- **Цель задания**
Верните дословно отрывок из текста о медицинском взгляде от слов «Он принадлежит языку» до слов «сложиться рациональный язык.» включительно.

- **Текст задания**
--------------------------------------------------

Мишель Фуко – Рождение клиники. Археология медицинского взгляда (страница 2)
Для Декарта и Мальбранша видеть значило воспринимать (даже в самых конкретных формах опыта: занятия анатомией у Декарта, микроскопические наблюдения у Мальбранша); однако речь шла о том, чтобы, не отнимая у восприятия его чувственного содержания, сделать его прозрачным для работы ума: свет, необходимое условие всякого взгляда, был элементом идеальным, тем не поддающимся описанию местом рождения, где сущность вещей совпадала с их формой, от которой вещи получали свою телесную геометрию; доведенный до совершенства акт видения вновь растворился в простой и неизменной фигуре света. В конце же XVIII века видеть означало позволить опыту обрести прежде всего телесную непрозрачность; твердость, сокрытость, плотность вещей, замкнутых в самих себе, обладающих силой истины, которую они получают не от света, но от неспешности взгляда, который их видит, обтекает и мало-помалу проницает их, который только и может их осветить. Нахождение истины в темной сердцевине вещей парадоксальным образом связано с той присущей эмпирическому взгляду силой, что обращает их ночь в день. Весь свет исходит от тонкого лучика глаза, который теперь обращается вокруг плотных предметов и заодно говорит нам об их месте и форме. Рациональный дискурс зиждется не столько на геометрии света, сколько на неподатливой, непроницаемой плотности предмета; прежде всякого познания, источник, область и границы опыта задаются его темным присутствием. Взгляд пассивно связан с этой изначальной пассивностью, которая ставит перед ним бесконечную задачу пройти через этот опыт до конца и овладеть им.
Он принадлежит языку вещей, и, быть может, только он делает доступным человеку такое знание, которое не было бы лишь историческим или эстетическим. То, что исследовательская деятельность человека превращается в бесконечный труд, более не помеха для опыта, который, признавая свою ограниченность, расширяет свои задачи до бесконечности. Особое качество, неосязаемый цвет, уникальная и непостоянная форма, приобретая статус объекта, обретают вес и устойчивость. Никакой свет теперь не может растворить их в идеальных истинах, зато устремленный на них взгляд пробуждает их и придает им ценность на почве объективности. Отныне взгляд не умаляет, но утверждает человека в его неотъемлемом качестве. И теперь вокруг него может сложиться рациональный язык.

--------------------------------------------------

Данные для указания точек в областях:
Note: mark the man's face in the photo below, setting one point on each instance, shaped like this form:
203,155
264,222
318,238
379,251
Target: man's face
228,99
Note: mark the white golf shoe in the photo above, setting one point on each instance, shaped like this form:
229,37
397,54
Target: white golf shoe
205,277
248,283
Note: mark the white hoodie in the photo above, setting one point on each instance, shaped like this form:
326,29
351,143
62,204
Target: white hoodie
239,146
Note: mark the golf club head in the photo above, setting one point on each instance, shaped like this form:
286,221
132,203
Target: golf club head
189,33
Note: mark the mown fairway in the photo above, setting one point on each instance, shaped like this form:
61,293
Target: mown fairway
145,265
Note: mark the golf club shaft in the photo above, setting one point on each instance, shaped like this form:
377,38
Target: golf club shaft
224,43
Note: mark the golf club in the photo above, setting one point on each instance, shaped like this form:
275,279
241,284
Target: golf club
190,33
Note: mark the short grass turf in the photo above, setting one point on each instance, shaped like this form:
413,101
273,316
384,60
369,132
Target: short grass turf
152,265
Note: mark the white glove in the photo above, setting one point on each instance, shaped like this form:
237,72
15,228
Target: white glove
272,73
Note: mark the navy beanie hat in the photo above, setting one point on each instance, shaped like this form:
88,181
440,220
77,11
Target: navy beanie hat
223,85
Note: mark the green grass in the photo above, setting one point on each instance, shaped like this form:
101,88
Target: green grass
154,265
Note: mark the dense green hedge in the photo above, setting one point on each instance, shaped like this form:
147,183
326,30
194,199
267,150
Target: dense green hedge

--------------------------------------------------

- **Решение**
Он принадлежит языку вещей, и, быть может, только он делает доступным человеку такое знание, которое не было бы лишь историческим или эстетическим. То, что исследовательская деятельность человека превращается в бесконечный труд, более не помеха для опыта, который, признавая свою ограниченность, расширяет свои задачи до бесконечности. Особое качество, неосязаемый цвет, уникальная и непостоянная форма, приобретая статус объекта, обретают вес и устойчивость. Никакой свет теперь не может растворить их в идеальных истинах, зато устремленный на них взгляд пробуждает их и придает им ценность на почве объективности. Отныне взгляд не умаляет, но утверждает человека в его неотъемлемом качестве. И теперь вокруг него может сложиться рациональный язык.